DATA TO PROCESS:
-=-=-
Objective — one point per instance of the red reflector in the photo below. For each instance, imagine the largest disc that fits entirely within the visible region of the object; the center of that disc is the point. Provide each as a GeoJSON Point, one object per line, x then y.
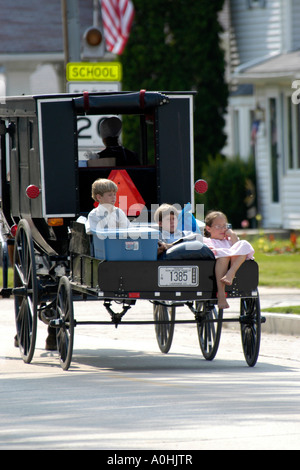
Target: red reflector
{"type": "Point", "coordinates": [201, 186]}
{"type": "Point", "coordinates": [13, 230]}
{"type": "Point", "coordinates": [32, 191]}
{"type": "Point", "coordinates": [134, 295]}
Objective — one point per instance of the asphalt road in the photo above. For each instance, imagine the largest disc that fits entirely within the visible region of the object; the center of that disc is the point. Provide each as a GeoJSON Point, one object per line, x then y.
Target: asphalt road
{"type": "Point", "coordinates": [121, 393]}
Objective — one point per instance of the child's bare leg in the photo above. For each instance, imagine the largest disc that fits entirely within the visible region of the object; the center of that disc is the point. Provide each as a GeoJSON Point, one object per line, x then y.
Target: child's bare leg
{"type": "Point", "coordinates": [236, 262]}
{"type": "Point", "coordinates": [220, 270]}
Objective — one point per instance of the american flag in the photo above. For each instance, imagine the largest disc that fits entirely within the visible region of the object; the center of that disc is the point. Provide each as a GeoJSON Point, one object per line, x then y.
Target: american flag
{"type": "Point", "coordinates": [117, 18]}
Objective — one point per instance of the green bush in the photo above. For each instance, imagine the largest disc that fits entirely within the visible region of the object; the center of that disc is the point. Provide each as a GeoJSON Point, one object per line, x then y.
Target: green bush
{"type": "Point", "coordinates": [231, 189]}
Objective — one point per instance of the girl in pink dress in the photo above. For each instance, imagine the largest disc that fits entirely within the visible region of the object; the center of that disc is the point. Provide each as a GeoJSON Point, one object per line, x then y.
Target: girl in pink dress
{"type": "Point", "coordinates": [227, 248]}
-=-=-
SET PROBLEM: All of the entries above should be copied exactly, except for the pictures.

OUTPUT BELOW:
Objective — one point per instance of the red reflector in the photo below. For each instance, imagine the largest disc that fits entirely within the visible region of the object; the center of that disc is the point. Provide each as a GeoJSON Point, one object per line, x then y.
Target: red reflector
{"type": "Point", "coordinates": [201, 186]}
{"type": "Point", "coordinates": [13, 230]}
{"type": "Point", "coordinates": [32, 191]}
{"type": "Point", "coordinates": [134, 295]}
Objective — one point per instance of the asphalt road in the photo above. For each instance, imagine the largest disc that fits entirely within the visible region of the object; the center of that disc is the point. Provide each as a GeoJSON Point, one object per line, x then y.
Target: asphalt road
{"type": "Point", "coordinates": [121, 393]}
Objective — one point per instance of the child's bare leg in the photo above. For each instance, imagine the largest disc that fits entirely within the visible region of the object; the center of that disc is the point. Provide each as a GeoJSON Point, one object per line, x then y.
Target: child's bare leg
{"type": "Point", "coordinates": [236, 262]}
{"type": "Point", "coordinates": [220, 270]}
Objective — one point per instance of the american flag in the photo above. For each instance, imagine the largest disc that fits entirely within the visible region of the object; the center of that disc is the point. Provide each as a GeoJSON Point, one object per line, x then y.
Target: american flag
{"type": "Point", "coordinates": [117, 18]}
Objective — one point per instance of the green bush in the photo above. For each instance, imagine the largest disc that fits entirely within the visible region of the object; the center of that disc is the point. Provide each as a GeoJSON Point, one object per line, x then y.
Target: green bush
{"type": "Point", "coordinates": [231, 189]}
Objective — one point per instance of the girl in pink dress in the photo above. For each instance, imagine the largest disc that fits entirely within the visible region of the object; the center of that disc is the point. Provide each as a GeoJSON Point, one object per line, x then y.
Target: girl in pink dress
{"type": "Point", "coordinates": [227, 248]}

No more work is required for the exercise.